■ Passage given
##########
The pyregion package is very useful to work with ds9 and CIAO region files. It is now at https://github.com/astropy/pyregion but it is unfinished … someone has to improve and polish it. In particular the region file parser is very slow (see pyregion#48 and someone interested in parsing should find out why and make it fast. There are several other things to do, e.g. using astropy coordinates everywhere and implementing tests so that it is compatible with ds9 to a very high accuracy. The package could also be extended with Python functions to read / write / visualise MOC files or to unify and [improve the existing Python interfaces to ds9. The student should be interested in sky coordinates and regions, parsing, visualisation, writing tests and docs, and for the ds9 interfaces some Cython coding is probably needed.

Revamp astropython.org web site

Suggested Mentor(s): Tom Aldcroft

Difficulty: Intermediate

Astronomy knowledge needed: Basic / none

Programming skills: Python, web development (javascript etc)

Description

The http://www.astropython.org site is one of the top two generic informational / resource sites about Python in astronomy. This site uses Google App Engine and is basically all custom code built around the bloggart engine. Currently it is getting a bit stale for a few reasons:

There is no good mechanism for guest posting to expand the community of people contributing.
It is painful to add content because of the antiquated entry interface which now seems to work only on firefox.
The comment system is lacking (no feedback to comment authors etc).
The website code itself is convoluted and difficult to maintain / improve

The proposal is to start over with all modern tools to bring fresh energy and involvement into this project. All details of how to do this to be determined, but one requirement is to migrate all the current content. Part of this would be re-evaluating current resources as well as digging around to freshen up the resource list.

ChiantiPy

GUI Spectral Explorer

Suggested Mentor(s): Ken Dere

Difficulty: Intermediate

Astronomy knowledge needed: A basic understand of astrophysical spectroscopy

Programming skills: Python

Description

The goal of this project is to provide a graphical user interface to enable a user to explore observed spectra and compare it with theoretical spectra. The basis for the theoretical spectra is the CHIANTI atomic database for astrophysical spectroscopy that was first released in 1997. Programmatic access to the database, which is freely available, is provided by the ChiantiPy package – a pure python package. It is highly object oriented with each ion, such as Fe XVII, being the basic object. Higher level objects are often assembled from a collection of ions, such as when calculating a spectrum. ChiantiPy uses the CHIANTI database to calculate line and continuum intensities as a function of temperature, electron density. This can be done for a set of elemental abundances in CHIANTI or for a user provided set of elemental abundances. At present, if a user wants to compare CHIANTI theoretical spectra it must be done on a case-by-case basis. A GUI explorer, written in Python and preferably PyQt or Wx based, will provide an integrated tool to import observed spectra and plot them alongside theoretical spectra. It will further allow the user to understand what spectra lines contribute to various spectral line profile, how the predicted spectra vary as a function of temperature and density.
##########
[Stored items from a collection]
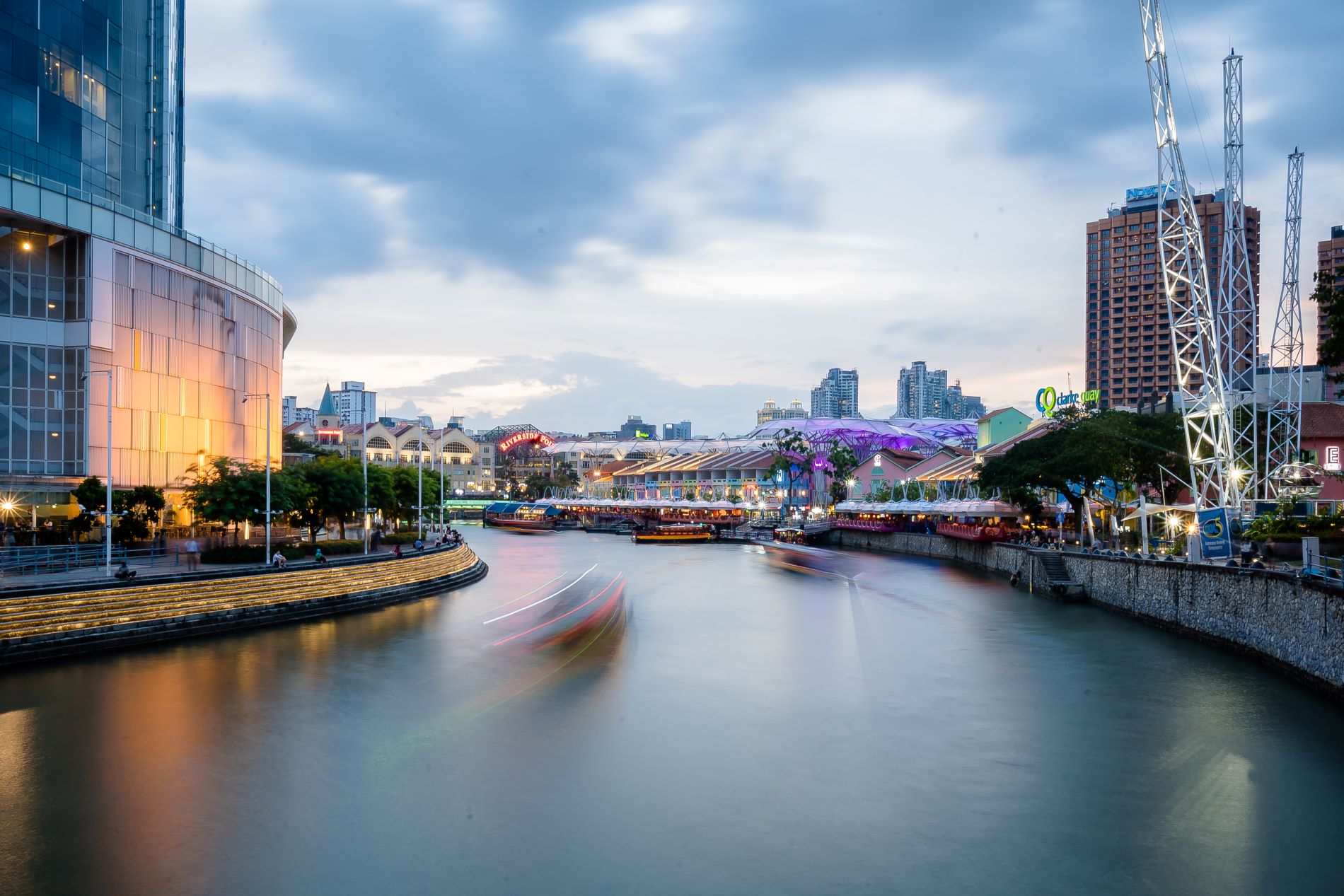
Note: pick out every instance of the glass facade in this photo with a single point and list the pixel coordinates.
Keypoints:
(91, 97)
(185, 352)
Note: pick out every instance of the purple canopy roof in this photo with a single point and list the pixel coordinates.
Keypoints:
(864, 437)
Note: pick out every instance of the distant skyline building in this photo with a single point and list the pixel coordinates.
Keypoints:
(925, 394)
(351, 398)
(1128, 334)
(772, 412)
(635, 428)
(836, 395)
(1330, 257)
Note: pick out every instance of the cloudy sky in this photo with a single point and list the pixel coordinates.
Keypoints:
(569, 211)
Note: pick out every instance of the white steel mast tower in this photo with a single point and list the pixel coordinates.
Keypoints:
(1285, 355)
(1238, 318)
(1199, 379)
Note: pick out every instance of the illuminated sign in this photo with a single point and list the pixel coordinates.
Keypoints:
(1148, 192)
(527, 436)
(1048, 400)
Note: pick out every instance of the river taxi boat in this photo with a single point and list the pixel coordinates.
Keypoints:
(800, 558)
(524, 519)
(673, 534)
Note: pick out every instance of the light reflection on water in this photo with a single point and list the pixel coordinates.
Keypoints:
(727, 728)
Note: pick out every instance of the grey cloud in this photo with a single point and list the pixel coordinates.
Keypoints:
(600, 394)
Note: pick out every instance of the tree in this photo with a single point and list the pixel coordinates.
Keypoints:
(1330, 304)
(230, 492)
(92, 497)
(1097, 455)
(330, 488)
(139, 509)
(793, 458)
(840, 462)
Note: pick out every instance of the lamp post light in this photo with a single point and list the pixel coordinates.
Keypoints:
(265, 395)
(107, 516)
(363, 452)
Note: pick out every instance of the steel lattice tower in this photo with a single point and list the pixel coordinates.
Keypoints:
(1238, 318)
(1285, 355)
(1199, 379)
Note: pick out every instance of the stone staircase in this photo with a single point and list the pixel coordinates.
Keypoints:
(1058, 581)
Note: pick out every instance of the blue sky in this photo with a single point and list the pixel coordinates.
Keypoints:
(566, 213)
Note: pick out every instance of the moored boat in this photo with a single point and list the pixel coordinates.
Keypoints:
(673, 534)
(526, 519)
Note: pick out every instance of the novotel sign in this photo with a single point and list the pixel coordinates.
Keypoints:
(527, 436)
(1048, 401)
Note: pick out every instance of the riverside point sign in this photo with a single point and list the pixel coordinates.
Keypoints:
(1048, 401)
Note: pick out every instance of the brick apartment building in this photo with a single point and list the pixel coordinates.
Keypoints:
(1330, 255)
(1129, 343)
##########
Pick up the project ideas text at the point where it ends and keep writing. The items above stand apart from the project ideas text.

It will be necessary to develop techniques to import observed spectra from a variety sources. Typical sources are in FITS files, HDF5 files, or csv files. It will also be important to allow users import their data through modules of their own.

SunPy

Improvements to the SunPy Database

Suggested Mentor(s): Stuart Mumford, Steven Christe

Difficulty: Beginner

Astronomy knowledge needed: None

Programming skills: Python, some database knowledge would be helpful, but not required.

Description

The database module provides functionality to users to manage collections of files on disk in a way not reliant upon folder structure and file name. The database allows users to find files on disk by either physical parameters, such as wavelength and time or properties of the instrument such as name and spacecraft. It also allows more complex queries by enabling searches of the raw meta data associated with the files.

The improvements to the database functionality that would be implemented by this project include:

Integration of the new UnifiedDownloader code into the database search, to replace the direct VSO integration current present. (The VSO is a repository of solar physics data, SunPy’s VSO API has been wrapped by UnifiedDownloader.)
Support for relative paths in the database module #783 to allow a centralised database with multiple users, all referencing a central file store mounted with different absolute paths on each client.
Supporting all data supported by the sunpy.lightcurve module in the database. The major hurdle here is the lack of standardisation in the file used by this data.

There are various other maintenance tasks which need undertaking (https://github.com/sunpy/sunpy/labels/Database) which would be a good way for someone interested in this project to familiarise themselves with the codebase.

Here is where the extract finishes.